Stored items
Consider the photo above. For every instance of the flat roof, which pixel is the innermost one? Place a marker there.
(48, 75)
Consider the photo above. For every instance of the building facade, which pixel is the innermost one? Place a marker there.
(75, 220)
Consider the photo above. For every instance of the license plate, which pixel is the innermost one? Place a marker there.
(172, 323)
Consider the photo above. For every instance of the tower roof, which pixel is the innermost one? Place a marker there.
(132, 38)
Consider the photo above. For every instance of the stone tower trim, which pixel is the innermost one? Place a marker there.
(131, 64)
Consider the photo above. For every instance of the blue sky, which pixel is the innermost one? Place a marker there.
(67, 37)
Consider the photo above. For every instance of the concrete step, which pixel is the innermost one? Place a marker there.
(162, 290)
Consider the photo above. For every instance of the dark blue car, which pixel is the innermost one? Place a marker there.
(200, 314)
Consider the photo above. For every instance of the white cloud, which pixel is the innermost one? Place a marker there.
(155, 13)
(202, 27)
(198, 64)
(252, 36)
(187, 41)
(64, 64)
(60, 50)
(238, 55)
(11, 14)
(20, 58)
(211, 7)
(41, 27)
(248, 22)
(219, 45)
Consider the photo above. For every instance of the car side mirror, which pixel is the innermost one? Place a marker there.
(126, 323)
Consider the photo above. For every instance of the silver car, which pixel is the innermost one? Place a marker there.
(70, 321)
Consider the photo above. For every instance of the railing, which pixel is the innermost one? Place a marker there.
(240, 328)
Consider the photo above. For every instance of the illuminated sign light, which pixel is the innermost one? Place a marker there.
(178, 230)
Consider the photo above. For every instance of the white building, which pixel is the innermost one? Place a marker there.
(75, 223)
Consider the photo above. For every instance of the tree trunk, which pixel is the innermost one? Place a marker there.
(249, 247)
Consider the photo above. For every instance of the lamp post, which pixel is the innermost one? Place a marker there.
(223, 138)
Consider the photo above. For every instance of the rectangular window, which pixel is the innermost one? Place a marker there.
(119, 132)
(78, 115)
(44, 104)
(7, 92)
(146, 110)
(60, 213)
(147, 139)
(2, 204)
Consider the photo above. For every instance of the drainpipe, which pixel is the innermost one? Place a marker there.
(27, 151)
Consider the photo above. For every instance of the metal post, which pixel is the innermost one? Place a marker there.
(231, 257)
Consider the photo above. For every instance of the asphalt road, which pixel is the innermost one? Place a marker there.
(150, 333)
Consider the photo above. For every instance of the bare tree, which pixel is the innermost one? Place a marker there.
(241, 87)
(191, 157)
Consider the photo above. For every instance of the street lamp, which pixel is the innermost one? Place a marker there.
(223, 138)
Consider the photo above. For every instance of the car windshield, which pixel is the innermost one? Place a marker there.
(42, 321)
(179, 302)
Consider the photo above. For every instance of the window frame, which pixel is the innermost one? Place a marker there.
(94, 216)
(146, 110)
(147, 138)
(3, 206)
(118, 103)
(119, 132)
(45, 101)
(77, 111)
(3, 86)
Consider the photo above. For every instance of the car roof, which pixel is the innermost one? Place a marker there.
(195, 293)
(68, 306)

**What is needed**
Whatever appears in the data above is to be set down exactly.

**Task output**
Consider the photo above. For every instance of the flat roof, which pixel is the innermost one? Place a marker there.
(48, 75)
Consider the photo above. For every instance of the building facade, which pixel is the innermost one? Place a marker there.
(75, 220)
Consider the photo above. For every instance of the license plate, which pixel is the innermost one? Place a marker there.
(172, 323)
Consider the photo above. For every instance of the tower roof, which pixel is the innermost one? Place a marker there.
(132, 38)
Consider the photo above. For every instance of the stone tower trim, which pixel is the innermost one? Place a marker there.
(131, 64)
Consider the photo above. For every instance of the blue sky, which pixel is the innermost one? Place a marker there.
(67, 37)
Consider the photo above. For every instance of the concrete step, which pixel is the innermost one? Place a marker there.
(162, 290)
Consider the photo above. For every instance of the dark blue car, which pixel is the innermost one? Place a marker there.
(200, 314)
Consider the photo above. For every instance of the white cloud, which pixel is the innermost one? Place a marker there.
(155, 13)
(202, 27)
(198, 64)
(252, 36)
(187, 41)
(64, 64)
(60, 50)
(238, 55)
(11, 14)
(20, 58)
(211, 7)
(41, 27)
(248, 22)
(219, 45)
Consider the photo above. For every instance of the car side mirror, which pixel is the innermost one? Place a marker there.
(126, 323)
Consider the photo above. For every instance of the silver car, which pixel is the innermost one? Place a marker there.
(70, 321)
Consider the photo above. For every instance of the railing, which pixel is the innermost one? Place a marker there.
(240, 328)
Consider the photo above. For every instance of the illuminated sign light, which pixel is the innermost one? Place a marker there.
(178, 230)
Consider the photo above. For every instance of the white building, which pixel is the innermost one? Place a marker there.
(75, 223)
Consider the photo above. For every instance of the tree trunk, which pixel is the innermost one? Place a marker there.
(249, 247)
Consider the photo above. For every instance of the lamp post, which pixel is the innermost one? Place a marker there.
(223, 138)
Consider the photo above. For every instance of the rectangular window, which pixel is the innermost one? Place a marker there.
(119, 132)
(78, 115)
(44, 104)
(7, 92)
(146, 110)
(60, 213)
(147, 139)
(2, 204)
Consider the photo above. For every instance of the drainpipe, which pixel is the innermost one? Place a marker there.
(27, 151)
Consider the photo above. For every instance of the metal post, which pixel is the innermost one? Place a marker there.
(231, 257)
Consider the photo above. For every instance of the asphalt road, which pixel is the innermost one? Place a marker there.
(150, 333)
Consider the photo above. For every instance of the bare tree, which pixel is the innermost one? Place a marker there.
(241, 87)
(191, 157)
Consider the photo above. For every instance of the street lamp, which pixel is the innermost one? Place a marker there.
(223, 138)
Consider the photo above. For every instance of the car windshield, which pixel is the innermost one? Place a marker there.
(42, 321)
(179, 302)
Consider the photo above. For every instance of the window frame, which pixel is the innermost one? Place a marker there.
(94, 216)
(146, 110)
(147, 138)
(3, 206)
(118, 103)
(119, 132)
(45, 101)
(77, 111)
(3, 86)
Consider the photo above. For every instance of the car roof, which pixel is the innermost one? Place a marker there.
(195, 293)
(68, 306)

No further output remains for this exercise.